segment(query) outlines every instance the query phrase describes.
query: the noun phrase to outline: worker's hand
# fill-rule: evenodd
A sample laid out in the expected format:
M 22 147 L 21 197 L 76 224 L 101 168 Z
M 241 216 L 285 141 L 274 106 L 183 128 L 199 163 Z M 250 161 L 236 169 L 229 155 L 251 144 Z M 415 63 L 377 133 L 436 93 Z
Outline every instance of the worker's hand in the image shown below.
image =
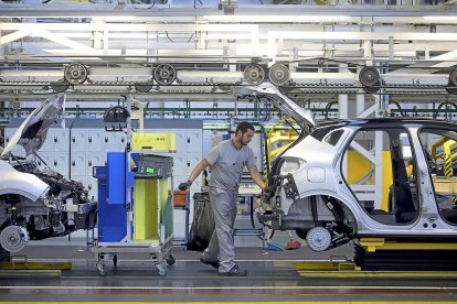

◆ **Exercise objective**: Copy out all the rows above word for word, but leave the pictures out.

◆ **Worked answer**:
segment(query) outlines every instance the query phrase describes.
query: the noun phrase to outline: worker's hand
# fill-rule: evenodd
A sample laid out in the expected format:
M 22 147 L 21 197 L 76 224 L 101 168 Z
M 241 216 L 285 141 L 274 106 L 183 128 L 199 163 Z M 250 161 L 236 169 L 229 155 L 251 144 Z M 415 63 L 377 133 L 436 93 Z
Outline every instance of the worker's hand in the image shown below.
image =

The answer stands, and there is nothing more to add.